§ **TEXTO FORNECIDO**:
# # # #
Fui embora para Butiá

Durante um tempo razoável de minha vida, principalmente depois da adolescência, morei no charmoso bairro Bom Fim. Em quatro diferentes ruas que eu amo …

Durante um tempo razoável de minha vida, principalmente depois da adolescência, morei no charmoso bairro Bom Fim. Em quatro diferentes ruas que eu amo de paixão doida (já disse em certas colunas que sou superlativa). Habitei a partir dos 21 anos a idolatrada Rua Tomáz Flores, onde confesso vivi lances memoráveis da minha entrada na fase adulta. Depois, rumei com a família para a Rua Fernandes Vieira, ainda hoje um universo inusitado de edifícios, comércio, bares, pets e outros segredos. Deixei a família para invadir, com o companheiro da época, um prédio simpático na Rua Felipe Camarão, quase na divisa com a Rua Vasco da Gama. E, mais tarde, separada com a filha em punho para criar, escolhi o apartamento da minha mãe na Rua Doutor Barros Cassal e, posteriormente, segui com a rebenta Gabriela para outro ponto, um pouquinho mais acima na mesma rua enigmática Barros Cassal.
Esta convivência com o Bom Fim e os seus costumes me fez adquirir alguns hábitos daquele povo que inicialmente colonizou o bairro e atualmente ainda é maioria na região; a comunidade judaica. Por conta disto, sou um pouco afeita a algumas crenças, praxes e rotinas que marcam as artérias enfeitiçadas do entorno. E não vai aí nesta minha adesão as suas práticas nenhuma forma de desrespeito. Muito pelo contrário. É um sinal de afeição, apreço e veneração, características que contrai no dia a dia com este povo tão amável.
# # # #
§ **DADOS EXIBIDOS**:
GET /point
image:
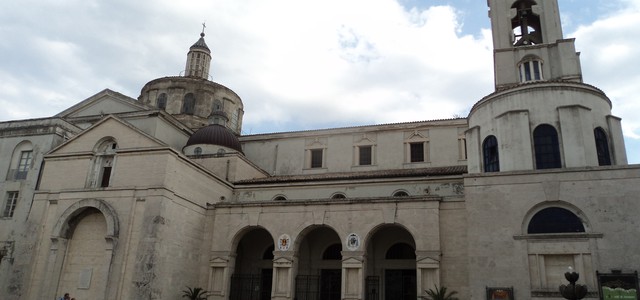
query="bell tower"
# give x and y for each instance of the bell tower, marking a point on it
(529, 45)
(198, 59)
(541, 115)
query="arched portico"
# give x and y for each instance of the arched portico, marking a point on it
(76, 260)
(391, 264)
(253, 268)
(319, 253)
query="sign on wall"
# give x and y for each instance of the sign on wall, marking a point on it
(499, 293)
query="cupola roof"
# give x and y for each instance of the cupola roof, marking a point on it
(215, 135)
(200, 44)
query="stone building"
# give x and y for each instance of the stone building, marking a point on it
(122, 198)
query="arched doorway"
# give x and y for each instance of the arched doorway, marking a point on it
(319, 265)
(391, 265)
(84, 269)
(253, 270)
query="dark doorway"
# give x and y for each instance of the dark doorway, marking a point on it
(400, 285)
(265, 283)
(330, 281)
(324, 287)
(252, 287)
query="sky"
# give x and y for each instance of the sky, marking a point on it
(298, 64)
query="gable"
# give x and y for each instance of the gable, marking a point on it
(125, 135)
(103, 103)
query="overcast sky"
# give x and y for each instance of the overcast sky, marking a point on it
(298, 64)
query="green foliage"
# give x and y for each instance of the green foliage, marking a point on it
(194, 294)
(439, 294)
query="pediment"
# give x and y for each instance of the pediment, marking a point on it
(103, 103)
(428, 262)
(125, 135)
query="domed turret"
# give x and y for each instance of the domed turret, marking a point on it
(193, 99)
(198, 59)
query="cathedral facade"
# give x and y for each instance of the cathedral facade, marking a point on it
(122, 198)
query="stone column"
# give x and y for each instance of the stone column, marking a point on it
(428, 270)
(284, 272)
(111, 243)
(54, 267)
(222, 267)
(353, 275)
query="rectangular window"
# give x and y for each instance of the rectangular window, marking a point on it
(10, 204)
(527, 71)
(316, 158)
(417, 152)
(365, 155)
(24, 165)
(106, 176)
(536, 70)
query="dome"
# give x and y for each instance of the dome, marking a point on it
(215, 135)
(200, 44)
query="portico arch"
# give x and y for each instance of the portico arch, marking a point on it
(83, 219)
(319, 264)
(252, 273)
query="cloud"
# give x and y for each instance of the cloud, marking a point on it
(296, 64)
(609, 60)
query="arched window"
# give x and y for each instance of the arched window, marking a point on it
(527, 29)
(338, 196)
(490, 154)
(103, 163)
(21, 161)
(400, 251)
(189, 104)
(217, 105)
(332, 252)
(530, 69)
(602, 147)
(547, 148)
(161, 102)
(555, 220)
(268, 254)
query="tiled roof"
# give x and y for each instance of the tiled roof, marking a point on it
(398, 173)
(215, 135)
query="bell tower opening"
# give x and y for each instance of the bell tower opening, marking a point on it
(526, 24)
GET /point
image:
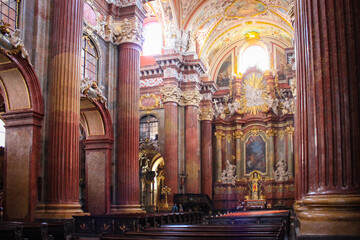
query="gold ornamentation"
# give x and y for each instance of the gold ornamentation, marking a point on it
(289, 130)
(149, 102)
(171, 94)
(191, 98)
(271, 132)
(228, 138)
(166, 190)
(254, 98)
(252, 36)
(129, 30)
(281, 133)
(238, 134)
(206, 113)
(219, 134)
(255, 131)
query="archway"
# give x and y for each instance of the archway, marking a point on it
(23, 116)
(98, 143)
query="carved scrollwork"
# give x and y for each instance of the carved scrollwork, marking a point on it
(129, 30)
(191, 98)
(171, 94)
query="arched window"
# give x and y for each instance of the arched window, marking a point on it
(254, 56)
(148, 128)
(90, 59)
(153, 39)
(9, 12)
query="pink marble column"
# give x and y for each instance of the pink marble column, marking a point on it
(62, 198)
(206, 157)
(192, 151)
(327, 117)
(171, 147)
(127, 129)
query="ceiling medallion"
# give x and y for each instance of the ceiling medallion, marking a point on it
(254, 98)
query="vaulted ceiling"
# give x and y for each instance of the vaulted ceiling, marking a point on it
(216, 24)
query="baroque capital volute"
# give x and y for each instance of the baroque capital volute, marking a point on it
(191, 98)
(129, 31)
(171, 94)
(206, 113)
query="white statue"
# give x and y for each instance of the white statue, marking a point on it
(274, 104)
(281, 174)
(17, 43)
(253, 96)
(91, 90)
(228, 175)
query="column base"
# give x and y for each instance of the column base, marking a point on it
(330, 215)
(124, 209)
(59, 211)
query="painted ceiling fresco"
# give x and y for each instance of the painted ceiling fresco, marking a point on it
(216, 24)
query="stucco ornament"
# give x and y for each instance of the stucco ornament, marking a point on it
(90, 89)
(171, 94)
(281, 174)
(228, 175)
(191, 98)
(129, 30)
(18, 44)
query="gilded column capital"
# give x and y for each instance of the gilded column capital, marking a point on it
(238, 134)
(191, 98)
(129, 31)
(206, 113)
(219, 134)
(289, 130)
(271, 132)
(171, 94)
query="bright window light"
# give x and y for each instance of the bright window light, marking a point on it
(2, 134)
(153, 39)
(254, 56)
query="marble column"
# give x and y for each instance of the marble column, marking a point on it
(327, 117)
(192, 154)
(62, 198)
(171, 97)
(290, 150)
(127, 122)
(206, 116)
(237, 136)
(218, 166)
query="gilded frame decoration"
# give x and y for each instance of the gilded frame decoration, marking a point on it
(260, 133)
# # # #
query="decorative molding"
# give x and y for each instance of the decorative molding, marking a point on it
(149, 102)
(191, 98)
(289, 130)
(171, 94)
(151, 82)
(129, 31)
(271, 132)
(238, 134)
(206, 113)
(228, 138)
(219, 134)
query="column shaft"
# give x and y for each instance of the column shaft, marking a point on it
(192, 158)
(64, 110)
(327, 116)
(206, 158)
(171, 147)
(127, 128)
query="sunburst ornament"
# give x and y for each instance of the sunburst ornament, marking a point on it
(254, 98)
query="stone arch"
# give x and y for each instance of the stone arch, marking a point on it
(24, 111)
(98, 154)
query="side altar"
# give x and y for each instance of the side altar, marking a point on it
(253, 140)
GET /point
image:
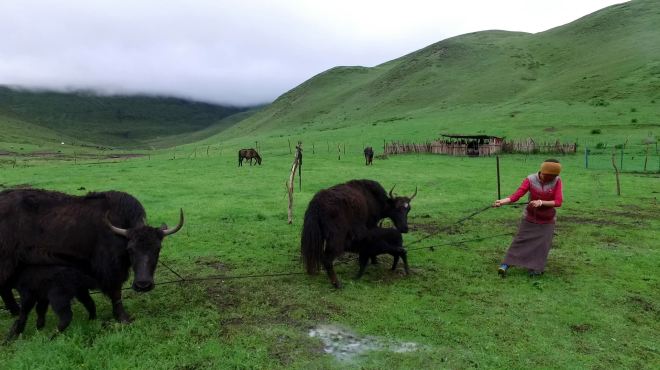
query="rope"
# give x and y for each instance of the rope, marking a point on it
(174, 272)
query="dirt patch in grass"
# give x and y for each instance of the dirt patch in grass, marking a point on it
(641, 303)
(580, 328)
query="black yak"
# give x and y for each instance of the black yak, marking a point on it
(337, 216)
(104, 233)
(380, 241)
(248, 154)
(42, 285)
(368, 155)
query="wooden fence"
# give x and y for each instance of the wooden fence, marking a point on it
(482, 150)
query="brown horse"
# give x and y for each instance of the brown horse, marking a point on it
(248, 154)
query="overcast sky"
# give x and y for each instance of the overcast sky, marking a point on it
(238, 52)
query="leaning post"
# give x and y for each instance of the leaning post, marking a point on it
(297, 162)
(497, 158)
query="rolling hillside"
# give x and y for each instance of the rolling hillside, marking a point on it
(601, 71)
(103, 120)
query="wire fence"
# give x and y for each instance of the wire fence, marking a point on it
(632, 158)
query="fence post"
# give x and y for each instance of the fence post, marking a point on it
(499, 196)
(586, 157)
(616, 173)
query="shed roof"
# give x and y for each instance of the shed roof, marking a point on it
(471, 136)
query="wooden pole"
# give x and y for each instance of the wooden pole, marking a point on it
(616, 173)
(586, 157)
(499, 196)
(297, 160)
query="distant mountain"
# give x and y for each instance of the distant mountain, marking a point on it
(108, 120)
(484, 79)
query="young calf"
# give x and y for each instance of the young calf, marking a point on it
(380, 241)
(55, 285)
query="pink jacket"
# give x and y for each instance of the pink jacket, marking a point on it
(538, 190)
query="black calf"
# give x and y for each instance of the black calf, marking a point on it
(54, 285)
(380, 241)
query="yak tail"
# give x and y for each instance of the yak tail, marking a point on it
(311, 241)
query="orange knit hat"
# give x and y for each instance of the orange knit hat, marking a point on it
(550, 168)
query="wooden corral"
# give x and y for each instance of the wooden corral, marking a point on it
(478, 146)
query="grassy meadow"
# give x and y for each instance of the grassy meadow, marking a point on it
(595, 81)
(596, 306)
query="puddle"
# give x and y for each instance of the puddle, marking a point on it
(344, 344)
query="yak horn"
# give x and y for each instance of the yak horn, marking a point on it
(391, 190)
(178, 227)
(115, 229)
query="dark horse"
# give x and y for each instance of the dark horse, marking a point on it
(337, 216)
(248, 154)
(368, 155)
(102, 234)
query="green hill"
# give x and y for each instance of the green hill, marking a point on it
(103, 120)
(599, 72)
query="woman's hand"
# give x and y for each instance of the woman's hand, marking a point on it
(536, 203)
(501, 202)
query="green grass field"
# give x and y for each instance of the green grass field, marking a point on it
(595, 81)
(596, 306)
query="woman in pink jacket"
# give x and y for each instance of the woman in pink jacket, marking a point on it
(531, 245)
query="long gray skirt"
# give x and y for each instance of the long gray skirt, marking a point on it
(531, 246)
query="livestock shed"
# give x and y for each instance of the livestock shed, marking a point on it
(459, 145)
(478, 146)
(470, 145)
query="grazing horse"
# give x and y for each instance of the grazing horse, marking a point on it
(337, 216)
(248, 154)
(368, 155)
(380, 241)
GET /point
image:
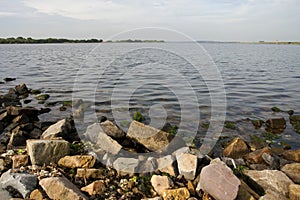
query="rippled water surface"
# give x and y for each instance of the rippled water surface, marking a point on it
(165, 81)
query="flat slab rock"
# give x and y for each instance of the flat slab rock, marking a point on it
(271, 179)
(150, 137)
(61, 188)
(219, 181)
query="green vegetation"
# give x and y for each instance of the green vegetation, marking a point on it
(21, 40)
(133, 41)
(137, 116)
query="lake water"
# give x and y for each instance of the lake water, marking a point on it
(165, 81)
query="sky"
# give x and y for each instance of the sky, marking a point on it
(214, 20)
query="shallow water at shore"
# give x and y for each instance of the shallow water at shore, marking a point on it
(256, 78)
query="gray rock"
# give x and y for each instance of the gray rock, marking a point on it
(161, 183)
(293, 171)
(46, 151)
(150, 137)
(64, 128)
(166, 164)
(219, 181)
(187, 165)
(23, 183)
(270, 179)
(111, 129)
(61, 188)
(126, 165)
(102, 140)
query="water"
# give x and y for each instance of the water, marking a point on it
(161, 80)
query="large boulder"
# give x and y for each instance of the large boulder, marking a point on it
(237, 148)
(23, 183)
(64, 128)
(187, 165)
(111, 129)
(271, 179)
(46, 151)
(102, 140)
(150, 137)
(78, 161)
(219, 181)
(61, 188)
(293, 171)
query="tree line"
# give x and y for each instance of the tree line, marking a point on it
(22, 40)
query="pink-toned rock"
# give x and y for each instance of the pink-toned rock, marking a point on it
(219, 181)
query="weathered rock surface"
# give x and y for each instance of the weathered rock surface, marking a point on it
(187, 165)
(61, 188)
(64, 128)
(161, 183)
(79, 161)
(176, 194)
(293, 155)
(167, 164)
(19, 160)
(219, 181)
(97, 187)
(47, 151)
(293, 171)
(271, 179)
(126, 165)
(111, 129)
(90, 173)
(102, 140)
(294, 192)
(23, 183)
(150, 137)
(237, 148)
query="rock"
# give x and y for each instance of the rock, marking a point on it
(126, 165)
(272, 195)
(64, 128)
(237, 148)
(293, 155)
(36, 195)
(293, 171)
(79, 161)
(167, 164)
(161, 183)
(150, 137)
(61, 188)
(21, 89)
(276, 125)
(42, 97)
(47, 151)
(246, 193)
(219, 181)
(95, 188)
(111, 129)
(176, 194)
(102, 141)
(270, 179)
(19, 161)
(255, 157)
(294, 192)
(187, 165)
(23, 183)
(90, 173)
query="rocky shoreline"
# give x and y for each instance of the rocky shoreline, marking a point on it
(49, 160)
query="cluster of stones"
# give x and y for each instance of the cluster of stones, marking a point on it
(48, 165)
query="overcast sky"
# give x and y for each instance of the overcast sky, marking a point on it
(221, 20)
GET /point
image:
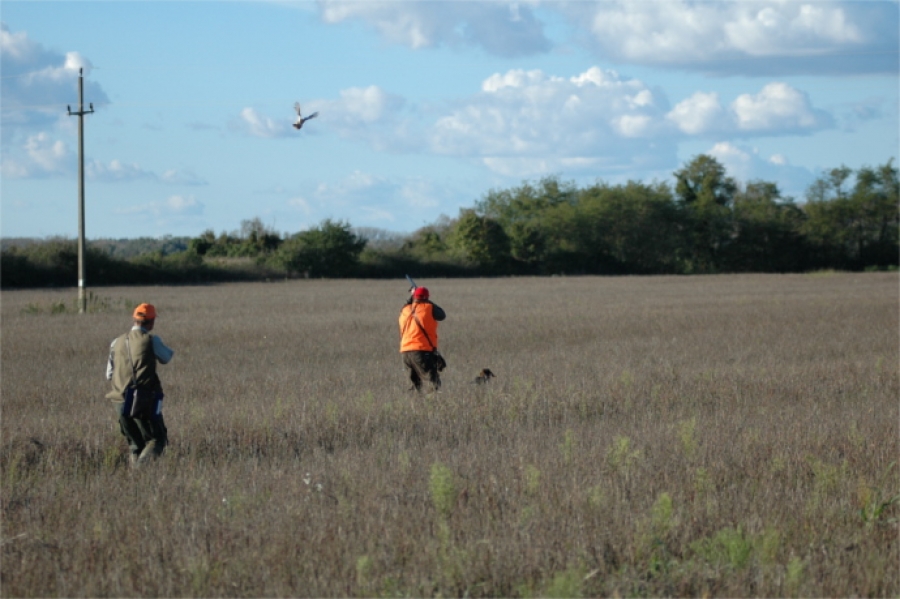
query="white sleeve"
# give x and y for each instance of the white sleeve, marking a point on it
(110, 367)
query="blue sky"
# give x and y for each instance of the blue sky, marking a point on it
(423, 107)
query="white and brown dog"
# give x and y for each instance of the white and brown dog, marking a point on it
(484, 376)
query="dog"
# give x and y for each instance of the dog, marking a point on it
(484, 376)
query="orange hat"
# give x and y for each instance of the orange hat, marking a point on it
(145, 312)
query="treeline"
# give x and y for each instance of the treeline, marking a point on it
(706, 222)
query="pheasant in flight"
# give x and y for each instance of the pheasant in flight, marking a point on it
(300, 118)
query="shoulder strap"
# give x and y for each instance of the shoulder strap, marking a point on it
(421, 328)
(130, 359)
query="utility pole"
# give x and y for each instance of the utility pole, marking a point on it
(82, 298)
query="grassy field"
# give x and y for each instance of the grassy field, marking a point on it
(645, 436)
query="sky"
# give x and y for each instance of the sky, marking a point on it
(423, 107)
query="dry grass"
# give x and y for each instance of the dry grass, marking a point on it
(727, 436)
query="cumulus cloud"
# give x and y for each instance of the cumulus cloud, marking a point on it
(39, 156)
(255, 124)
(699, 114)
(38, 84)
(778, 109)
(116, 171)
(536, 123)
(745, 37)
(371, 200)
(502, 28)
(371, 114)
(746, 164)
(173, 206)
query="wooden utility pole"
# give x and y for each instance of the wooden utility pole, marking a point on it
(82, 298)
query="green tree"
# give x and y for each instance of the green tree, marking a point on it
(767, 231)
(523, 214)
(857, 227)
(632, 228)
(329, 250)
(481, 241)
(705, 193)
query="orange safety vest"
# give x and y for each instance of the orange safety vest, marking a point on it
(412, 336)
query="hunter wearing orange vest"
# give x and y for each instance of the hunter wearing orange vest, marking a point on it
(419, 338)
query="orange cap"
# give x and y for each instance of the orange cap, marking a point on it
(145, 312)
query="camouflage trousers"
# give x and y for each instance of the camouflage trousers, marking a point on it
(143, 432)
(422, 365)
# # # #
§ **REQUISITO**: Redigite, sem alterações, o trecho do texto sobre o bairro Bom Fim que se inicia nas palavras que contêm "Esta convivência com" e se encerra em "povo tão amável.". As entradas são material à parte, independente do texto sobre o bairro Bom Fim.

§ **RESPOSTA**:
Esta convivência com o Bom Fim e os seus costumes me fez adquirir alguns hábitos daquele povo que inicialmente colonizou o bairro e atualmente ainda é maioria na região; a comunidade judaica. Por conta disto, sou um pouco afeita a algumas crenças, praxes e rotinas que marcam as artérias enfeitiçadas do entorno. E não vai aí nesta minha adesão as suas práticas nenhuma forma de desrespeito. Muito pelo contrário. É um sinal de afeição, apreço e veneração, características que contrai no dia a dia com este povo tão amável.